DATA FOR REVIEW –
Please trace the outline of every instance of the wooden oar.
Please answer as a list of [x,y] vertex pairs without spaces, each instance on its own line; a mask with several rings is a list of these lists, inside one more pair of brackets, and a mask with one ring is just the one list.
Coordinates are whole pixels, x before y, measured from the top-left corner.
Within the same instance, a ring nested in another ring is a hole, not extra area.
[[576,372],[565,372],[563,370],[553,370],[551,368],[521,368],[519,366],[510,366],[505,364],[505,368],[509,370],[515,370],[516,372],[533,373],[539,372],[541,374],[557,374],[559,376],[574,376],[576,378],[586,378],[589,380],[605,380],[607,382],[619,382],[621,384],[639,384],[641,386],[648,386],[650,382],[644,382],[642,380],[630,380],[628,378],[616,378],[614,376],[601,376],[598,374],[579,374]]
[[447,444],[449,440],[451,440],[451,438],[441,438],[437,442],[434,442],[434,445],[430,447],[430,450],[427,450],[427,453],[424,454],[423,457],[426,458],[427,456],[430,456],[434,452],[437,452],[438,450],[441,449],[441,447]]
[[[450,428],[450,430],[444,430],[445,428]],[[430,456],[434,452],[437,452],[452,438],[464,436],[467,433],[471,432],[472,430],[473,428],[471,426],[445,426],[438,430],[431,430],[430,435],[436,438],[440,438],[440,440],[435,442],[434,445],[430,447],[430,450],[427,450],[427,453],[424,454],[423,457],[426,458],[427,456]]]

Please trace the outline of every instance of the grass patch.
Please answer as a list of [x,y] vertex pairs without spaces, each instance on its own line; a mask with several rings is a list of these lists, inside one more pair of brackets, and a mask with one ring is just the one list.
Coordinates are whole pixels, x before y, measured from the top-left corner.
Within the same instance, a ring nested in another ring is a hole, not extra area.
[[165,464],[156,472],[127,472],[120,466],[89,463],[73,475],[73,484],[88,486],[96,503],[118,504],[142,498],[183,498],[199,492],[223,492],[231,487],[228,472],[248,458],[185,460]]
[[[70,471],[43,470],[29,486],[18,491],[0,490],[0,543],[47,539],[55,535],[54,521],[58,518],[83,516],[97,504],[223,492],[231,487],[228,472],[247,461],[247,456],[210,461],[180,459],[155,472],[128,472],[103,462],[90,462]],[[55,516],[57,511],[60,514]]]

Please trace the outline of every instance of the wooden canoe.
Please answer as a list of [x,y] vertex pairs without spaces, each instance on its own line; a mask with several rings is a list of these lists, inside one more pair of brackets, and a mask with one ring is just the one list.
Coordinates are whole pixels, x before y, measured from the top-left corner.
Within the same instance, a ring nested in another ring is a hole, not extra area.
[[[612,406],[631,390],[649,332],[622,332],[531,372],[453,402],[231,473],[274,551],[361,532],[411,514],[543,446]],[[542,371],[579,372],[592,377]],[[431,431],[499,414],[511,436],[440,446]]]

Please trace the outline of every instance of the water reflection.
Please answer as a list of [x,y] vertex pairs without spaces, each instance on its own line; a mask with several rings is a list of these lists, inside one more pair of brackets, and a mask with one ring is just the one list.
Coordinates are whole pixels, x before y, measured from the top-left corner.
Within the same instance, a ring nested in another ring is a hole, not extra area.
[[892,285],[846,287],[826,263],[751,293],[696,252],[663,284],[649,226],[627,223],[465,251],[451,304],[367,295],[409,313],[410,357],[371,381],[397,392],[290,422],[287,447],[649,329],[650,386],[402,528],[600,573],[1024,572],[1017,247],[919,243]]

PROBLEM STATEMENT – Write the material out once more so that every line matches the original.

EXERCISE RESPONSE –
Please trace the outline of every instance of the wooden oar.
Please answer as a list of [x,y] vertex pairs without spaces, each instance on its own line; a mask with several rings is a list of these lists, inside one more pair of brackets, and a mask with one ring is just the one list.
Coordinates are whole pixels, x before y, measured from the top-left corner.
Within the same instance, a ring nested in another ring is a hole, not extra area.
[[576,372],[565,372],[563,370],[553,370],[551,368],[521,368],[519,366],[510,366],[505,364],[505,368],[509,370],[515,370],[516,372],[533,373],[539,372],[541,374],[557,374],[559,376],[574,376],[576,378],[586,378],[589,380],[605,380],[607,382],[619,382],[621,384],[639,384],[641,386],[648,386],[650,382],[644,382],[642,380],[630,380],[628,378],[616,378],[614,376],[601,376],[598,374],[579,374]]
[[447,444],[449,440],[451,440],[451,438],[441,438],[437,442],[434,442],[434,445],[430,447],[430,450],[427,450],[427,453],[424,454],[423,457],[426,458],[427,456],[430,456],[434,452],[437,452],[438,450],[441,449],[441,447]]
[[[450,428],[450,430],[444,430],[445,428]],[[430,456],[434,452],[437,452],[452,438],[464,436],[467,433],[471,432],[472,430],[473,428],[471,426],[445,426],[438,430],[431,430],[430,435],[436,438],[440,438],[440,440],[435,442],[434,445],[430,447],[430,450],[427,450],[427,453],[424,454],[423,457],[426,458],[427,456]]]

Please trace the outline of every instance of the grass patch.
Please answer as a list of [x,y] vertex pairs without spaces, each instance on its own line; a mask with several rings is a list of these lists, inside one more pair of brackets, and a mask with one ring is just the one list.
Coordinates are whole pixels, x before y, measured from the top-left corner.
Within the same instance, a ring nested in another ring is a hole, not extra area.
[[165,464],[156,472],[127,472],[120,466],[89,463],[73,475],[73,484],[88,486],[96,503],[118,504],[142,498],[183,498],[199,492],[223,492],[231,487],[228,472],[248,458],[185,460]]
[[[70,471],[43,470],[29,486],[18,491],[0,490],[0,543],[47,539],[55,535],[54,521],[58,518],[83,516],[97,504],[223,492],[231,487],[228,472],[247,461],[247,456],[210,461],[180,459],[155,472],[128,472],[103,462],[90,462]],[[55,516],[57,511],[60,514]]]

Please trace the outline of every instance of the wooden canoe.
Please answer as a list of [x,y] vertex pairs without spaces, each instance on its own line; a mask with several rings is a list of these lists, inside one more pair of brackets, and a mask with one ring is just the one list.
Coordinates are whole pixels, x before y, measured from the top-left corner.
Within the same instance, a ring nested in another ring is a hole, not extra area.
[[[612,406],[631,390],[649,332],[622,332],[531,372],[453,402],[231,473],[274,551],[361,532],[411,514],[543,446]],[[542,371],[579,372],[592,377]],[[431,431],[499,414],[511,436],[440,446]]]

Please trace the outline of every instance of the water reflection.
Please answer as a list of [x,y] vertex pairs without spaces, each instance on its own line; a mask with several rings is a list of these lists, inside one more pair of brackets, and a mask with one ring is just the one list.
Coordinates are whole pixels, x before y, measured from the top-left corner.
Within the same instance, a ring nested in another ring is a hole, not extra area.
[[892,285],[846,287],[826,263],[751,293],[696,252],[663,284],[649,226],[627,223],[465,251],[451,304],[367,295],[409,313],[410,357],[371,381],[397,392],[290,422],[287,447],[649,329],[650,386],[402,528],[600,573],[1024,572],[1017,247],[919,243]]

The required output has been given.